__Required task__.
Any picture among the records should be left out, please; retype the rest exactly.

__Given information__.
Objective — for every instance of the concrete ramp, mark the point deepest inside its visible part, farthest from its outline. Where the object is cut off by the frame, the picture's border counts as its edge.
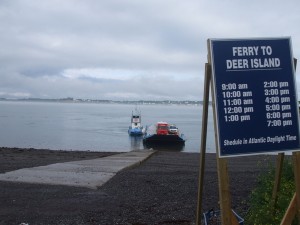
(86, 173)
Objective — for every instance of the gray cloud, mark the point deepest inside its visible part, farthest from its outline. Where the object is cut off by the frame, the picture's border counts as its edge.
(125, 49)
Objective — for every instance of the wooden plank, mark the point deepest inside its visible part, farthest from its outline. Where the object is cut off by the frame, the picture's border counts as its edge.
(290, 212)
(276, 187)
(203, 141)
(296, 162)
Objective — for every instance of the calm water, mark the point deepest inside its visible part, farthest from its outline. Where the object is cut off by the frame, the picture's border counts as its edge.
(96, 127)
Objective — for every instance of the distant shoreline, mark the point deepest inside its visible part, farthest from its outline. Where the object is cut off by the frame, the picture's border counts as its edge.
(74, 100)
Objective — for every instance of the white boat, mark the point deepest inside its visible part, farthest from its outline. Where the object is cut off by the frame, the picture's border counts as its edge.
(135, 129)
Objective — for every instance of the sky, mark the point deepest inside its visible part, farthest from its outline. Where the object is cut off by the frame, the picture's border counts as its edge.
(126, 49)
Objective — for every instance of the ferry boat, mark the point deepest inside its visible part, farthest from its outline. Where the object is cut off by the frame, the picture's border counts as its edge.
(164, 134)
(135, 129)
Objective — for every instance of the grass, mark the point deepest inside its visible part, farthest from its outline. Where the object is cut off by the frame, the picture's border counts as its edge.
(260, 211)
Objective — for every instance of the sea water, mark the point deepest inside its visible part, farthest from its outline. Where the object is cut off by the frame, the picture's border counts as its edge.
(92, 126)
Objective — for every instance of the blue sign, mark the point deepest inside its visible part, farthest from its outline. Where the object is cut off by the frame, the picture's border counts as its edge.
(255, 96)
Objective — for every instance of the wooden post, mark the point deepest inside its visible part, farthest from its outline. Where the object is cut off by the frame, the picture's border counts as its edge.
(227, 216)
(276, 187)
(203, 141)
(296, 162)
(278, 172)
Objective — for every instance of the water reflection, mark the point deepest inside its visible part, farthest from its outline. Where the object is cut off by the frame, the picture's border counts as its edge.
(165, 147)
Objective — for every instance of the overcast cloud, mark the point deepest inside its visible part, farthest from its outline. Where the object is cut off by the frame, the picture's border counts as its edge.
(126, 49)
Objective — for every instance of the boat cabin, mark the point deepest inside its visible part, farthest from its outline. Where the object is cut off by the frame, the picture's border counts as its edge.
(162, 128)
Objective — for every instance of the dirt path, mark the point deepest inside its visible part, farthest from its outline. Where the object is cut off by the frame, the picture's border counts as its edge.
(162, 190)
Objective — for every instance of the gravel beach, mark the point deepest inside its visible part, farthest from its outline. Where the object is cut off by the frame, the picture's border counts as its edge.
(162, 190)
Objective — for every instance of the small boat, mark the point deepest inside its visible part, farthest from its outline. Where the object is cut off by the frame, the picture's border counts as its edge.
(136, 129)
(164, 134)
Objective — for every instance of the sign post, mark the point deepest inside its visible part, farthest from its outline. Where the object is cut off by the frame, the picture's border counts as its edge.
(255, 107)
(256, 100)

__Response__.
Objective — for every instance of the concrete ramp, mark the point deepest inside its visible part, farthest from its outline. Where the object is cut off by the frame, the picture's border counts as its edge.
(86, 173)
Objective — for every instance of the gray cloud, mark the point deepest inside its visible part, farthest from its outline. Where the object is cut off by the frame, the picture's border counts as its edge.
(125, 49)
Objective — for every instance of the wooden plank, mark the point deepest inside its visible part, farthest from its outline. Where the object is cut off by the frame, the picture's border counts as its edge.
(290, 212)
(276, 187)
(203, 141)
(296, 162)
Objective — for every instance of the calm water, mark the point deepest inside its visible part, farthest from its outline. Where the object is cut off by the frame, the picture's border counts as its edge.
(96, 127)
Objective — for every instance of the distant shoreline, mark the point deepest inside its visible part, farthest from its outline. Where the object is cut off by the frame, the picture's border counts as its edge.
(74, 100)
Objective — for every instance of the white boat, mark the point deepest inside its visible part, farthest from its outline. Where the object is cut off by the frame, the picture's border counts as its edge.
(135, 129)
Objective — for every instance of the sky, mark the point deepest inside its visible part, farthest from its outline. Where the object is cut off by the frame, the picture's border counts as its edge.
(126, 49)
Objective — for every instance of the ferry boat, mark the point deepest inside its visible part, farthest from its outline. Where the object is cut off by the frame, the picture's border counts as its edge.
(164, 134)
(135, 129)
Objective — for every instance of the grass, mark the point deepest inside its visible part, farthest from its outline. Where the object is cut off by the frame, the picture's border counts as its edge.
(260, 211)
Objective — for every instance of the sea water, mark the point deepest inside its visible part, farthest from its outline. Where the object is cut off by the frame, the picture's border counts as its edge.
(92, 126)
Objective — for every instance of the blue sign, mark the point deepest inside its visible part, farthest from its outline. Where the object is cut off by the frame, the picture's border counts as its edge.
(255, 96)
Objective — for every instance of the wooden post, mark the point deepest inside its visible part, farthest from its outline. Where the object is cut off by the frame, the picture's border counts as its edge.
(227, 216)
(276, 187)
(203, 141)
(296, 162)
(278, 172)
Objective — for every instance of the water reflection, mark the point deepest inside its visible part, farthest from its outline. Where the object is cut off by the frame, the picture's border counts as its edge.
(165, 147)
Objective — for every instance of the overcast cloud, mark the point deepest inside its visible part, farthest from its outline. Where the object is cut off by the frame, the picture's border counts as its edge.
(126, 49)
Objective — for every instance of the boat cabin, mark the point deepest inside its visible part, farthest from its outline. Where the object is cut off by the frame, the picture's border counts as its edge.
(162, 128)
Objective — for every instance of the dirt path, mark the point deepest inside its visible part, farthest from its outline. Where the object is cut off by the frame, the picture's border counts as its edge.
(162, 190)
Objective — for every instance of the gravel beach, mark the point deepest inside its visible part, farthest from its outline. Where the object is cut off by the frame, the picture's border counts as its edge.
(162, 190)
Objective — for every instance of the small boat, mark the point deepest inside its visible part, farthest from its outline. Where the object is cut off by the frame, the picture's border counts as its edge.
(136, 129)
(164, 134)
Objective — for every instance of the sign post, mark the point deepest inside its visible part, farthest from its outline. Where the object is cut off by the frame, the picture's border counts as its edge.
(255, 107)
(256, 100)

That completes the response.